● **TASK SET**
A: From the court opinion, extract the passage from "IN THE COURT" to "Ct. No. PR-21-000991)".
B: According to the court opinion, when did Decedent and Surviving Spouse acquire the house on Penny Lane in Modesto?

● **TEXT PROVIDED**
* * * * *

Filed 4/18/25 Estate of Moundi CA5

NOT TO BE PUBLISHED IN THE OFFICIAL REPORTS California Rules of Court, rule 8.1115(a), prohibits courts and parties from citing or relying on opinions not certified for publication or ordered published, except as specified by rule 8.1115(b). This opinion has not been certified for publication or ordered published for purposes of rule 8.1115.

IN THE COURT OF APPEAL OF THE STATE OF CALIFORNIA

FIFTH APPELLATE DISTRICT

Estate of HARBHAJAN MOUNDI, Deceased.

MALKIT KAUR MOUNDI, F085580

Plaintiff and Respondent, (Super. Ct. No. PR-21-000991)

v. OPINION GUARDIAL SINGH MOUNDI,

Objector and Appellant.

APPEAL from an order of the Superior Court of Stanislaus County. Stacy P. Speiller, Judge. HBG Law and Harry B. Gill for Objector and Appellant. Fores Macko Johnston & Chartrand and Anthony D. Johnston for Plaintiff and Respondent. -ooOoo- This is a dispute between a mother and her son over their deceased husband- father’s 50 percent interest in the family residence. In February 2022, the probate court filed a spousal property order confirming the mother’s ownership of that interest as the surviving spouse. In November 2022, the son filed a motion to set aside the spousal property order on the ground the order was void. (See Code Civ. Proc., § 473, subd. (d).)1 The probate court denied relief under the discretionary provision in section 473, subdivision (b) because the motion was untimely—that is, was not filed within six months after the challenged order was filed. The court also found the allegation in the surviving spouse’s petition that her husband died intestate was not extrinsic fraud that prevented the son from objecting to the petition on the ground the father made a will transferring his interest to his three sons. For this and other reasons, the court concluded the order was not void and denied relief under section 473, subdivision (d). We agree with the probate court. We therefore affirm the spousal property order. FACTS Harbhajan Singh Moundi (Decedent) and respondent Malkit Kaur Moundi (Surviving Spouse) were married in Punjab, India in June 1952. They had five children—three sons and two daughters. Appellant Gurdial Singh Moundi (Son) is one of their sons. In April 1987, Decedent and Surviving Spouse moved to California. In March 1989, they acquired a house on Penny Lane in Modesto; it was their primary residence (Property). The record contains a translation of what Son contends is Decedent’s first and last will. It was executed in February 2001 when Decedent was about 65 years old. The translation stated: “I with sound mind write this will that till the time I am alive, I will be

1 Undesignated statutory references are to the Code of Civil Procedure.

* * * * *

● **Pointing dataset records**
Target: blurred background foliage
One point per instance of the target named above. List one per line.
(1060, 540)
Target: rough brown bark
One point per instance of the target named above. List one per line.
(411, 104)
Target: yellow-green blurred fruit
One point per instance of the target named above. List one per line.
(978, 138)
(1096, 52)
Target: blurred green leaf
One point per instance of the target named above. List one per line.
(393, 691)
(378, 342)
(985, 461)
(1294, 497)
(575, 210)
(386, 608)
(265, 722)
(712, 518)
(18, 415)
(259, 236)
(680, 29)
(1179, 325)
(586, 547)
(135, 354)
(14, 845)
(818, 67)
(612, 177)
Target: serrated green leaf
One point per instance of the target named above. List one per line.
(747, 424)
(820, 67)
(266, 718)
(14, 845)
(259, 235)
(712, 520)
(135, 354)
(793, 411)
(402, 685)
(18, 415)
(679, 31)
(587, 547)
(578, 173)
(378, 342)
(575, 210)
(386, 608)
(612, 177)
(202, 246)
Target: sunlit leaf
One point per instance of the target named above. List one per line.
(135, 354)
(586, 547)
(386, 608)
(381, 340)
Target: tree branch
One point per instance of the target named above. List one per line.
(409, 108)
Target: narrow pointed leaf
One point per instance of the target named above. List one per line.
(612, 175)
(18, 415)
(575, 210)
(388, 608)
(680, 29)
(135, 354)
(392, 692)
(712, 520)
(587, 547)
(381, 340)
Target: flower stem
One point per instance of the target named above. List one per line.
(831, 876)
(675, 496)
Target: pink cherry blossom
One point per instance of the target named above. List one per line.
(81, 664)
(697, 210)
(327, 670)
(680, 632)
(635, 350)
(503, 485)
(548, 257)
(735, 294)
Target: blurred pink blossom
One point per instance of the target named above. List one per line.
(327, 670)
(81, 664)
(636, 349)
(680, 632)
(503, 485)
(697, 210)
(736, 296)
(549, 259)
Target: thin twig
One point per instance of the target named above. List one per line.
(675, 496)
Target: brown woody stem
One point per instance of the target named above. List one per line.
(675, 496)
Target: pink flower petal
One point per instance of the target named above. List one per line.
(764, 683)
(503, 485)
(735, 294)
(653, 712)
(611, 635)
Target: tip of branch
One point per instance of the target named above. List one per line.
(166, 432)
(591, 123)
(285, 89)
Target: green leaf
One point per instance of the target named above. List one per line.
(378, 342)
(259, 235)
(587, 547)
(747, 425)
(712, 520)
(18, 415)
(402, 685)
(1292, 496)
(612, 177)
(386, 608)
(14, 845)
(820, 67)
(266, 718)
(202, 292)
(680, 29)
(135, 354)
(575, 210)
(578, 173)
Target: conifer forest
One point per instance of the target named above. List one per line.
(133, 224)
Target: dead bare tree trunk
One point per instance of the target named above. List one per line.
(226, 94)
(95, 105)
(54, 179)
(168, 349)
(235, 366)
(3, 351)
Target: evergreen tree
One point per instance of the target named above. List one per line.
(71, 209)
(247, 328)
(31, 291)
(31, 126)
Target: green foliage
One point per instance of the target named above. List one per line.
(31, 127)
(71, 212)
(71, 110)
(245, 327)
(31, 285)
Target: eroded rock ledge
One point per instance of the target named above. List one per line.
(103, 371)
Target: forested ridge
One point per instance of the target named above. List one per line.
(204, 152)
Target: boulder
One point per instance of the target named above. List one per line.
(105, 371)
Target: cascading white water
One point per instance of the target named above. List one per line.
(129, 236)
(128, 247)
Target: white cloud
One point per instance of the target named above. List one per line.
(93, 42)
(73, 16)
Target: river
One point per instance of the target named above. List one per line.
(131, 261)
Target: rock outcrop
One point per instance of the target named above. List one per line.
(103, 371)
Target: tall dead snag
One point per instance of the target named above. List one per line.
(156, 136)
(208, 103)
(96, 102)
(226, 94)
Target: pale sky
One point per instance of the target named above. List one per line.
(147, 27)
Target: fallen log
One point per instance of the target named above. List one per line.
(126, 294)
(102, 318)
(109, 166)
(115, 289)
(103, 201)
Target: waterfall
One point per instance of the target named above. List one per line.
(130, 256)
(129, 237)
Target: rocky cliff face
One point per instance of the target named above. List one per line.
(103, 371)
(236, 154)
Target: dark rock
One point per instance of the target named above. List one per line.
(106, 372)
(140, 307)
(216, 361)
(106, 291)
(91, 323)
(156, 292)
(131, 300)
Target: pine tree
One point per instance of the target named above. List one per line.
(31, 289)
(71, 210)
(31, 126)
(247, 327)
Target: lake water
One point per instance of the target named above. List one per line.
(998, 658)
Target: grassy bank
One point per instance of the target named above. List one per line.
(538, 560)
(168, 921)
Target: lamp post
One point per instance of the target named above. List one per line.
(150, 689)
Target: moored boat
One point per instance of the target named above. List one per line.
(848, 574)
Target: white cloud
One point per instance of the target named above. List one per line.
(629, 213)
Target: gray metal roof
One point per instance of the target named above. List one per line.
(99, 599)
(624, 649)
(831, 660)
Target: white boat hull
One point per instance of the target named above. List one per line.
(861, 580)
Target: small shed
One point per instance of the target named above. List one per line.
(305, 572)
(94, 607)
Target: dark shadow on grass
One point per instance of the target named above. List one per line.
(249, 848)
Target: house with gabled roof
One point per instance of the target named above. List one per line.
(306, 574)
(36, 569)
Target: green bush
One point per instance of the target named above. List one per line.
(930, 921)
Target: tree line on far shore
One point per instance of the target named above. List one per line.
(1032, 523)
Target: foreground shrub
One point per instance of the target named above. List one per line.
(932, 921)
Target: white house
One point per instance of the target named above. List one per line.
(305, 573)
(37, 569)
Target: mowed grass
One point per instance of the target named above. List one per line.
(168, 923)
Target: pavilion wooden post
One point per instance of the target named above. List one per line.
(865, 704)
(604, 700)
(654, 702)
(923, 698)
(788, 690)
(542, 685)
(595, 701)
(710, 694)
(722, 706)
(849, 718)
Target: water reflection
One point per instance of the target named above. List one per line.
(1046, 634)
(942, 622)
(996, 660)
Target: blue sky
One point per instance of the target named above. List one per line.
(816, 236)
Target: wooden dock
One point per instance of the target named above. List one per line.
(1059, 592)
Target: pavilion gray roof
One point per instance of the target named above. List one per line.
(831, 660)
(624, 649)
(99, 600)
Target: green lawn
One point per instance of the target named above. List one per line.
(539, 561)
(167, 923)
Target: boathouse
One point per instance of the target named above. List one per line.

* * * * *

● **ANSWERS TO THE PROBLEMS**
A:
IN THE COURT OF APPEAL OF THE STATE OF CALIFORNIA

FIFTH APPELLATE DISTRICT

Estate of HARBHAJAN MOUNDI, Deceased.

MALKIT KAUR MOUNDI, F085580

Plaintiff and Respondent, (Super. Ct. No. PR-21-000991)

B: March 1989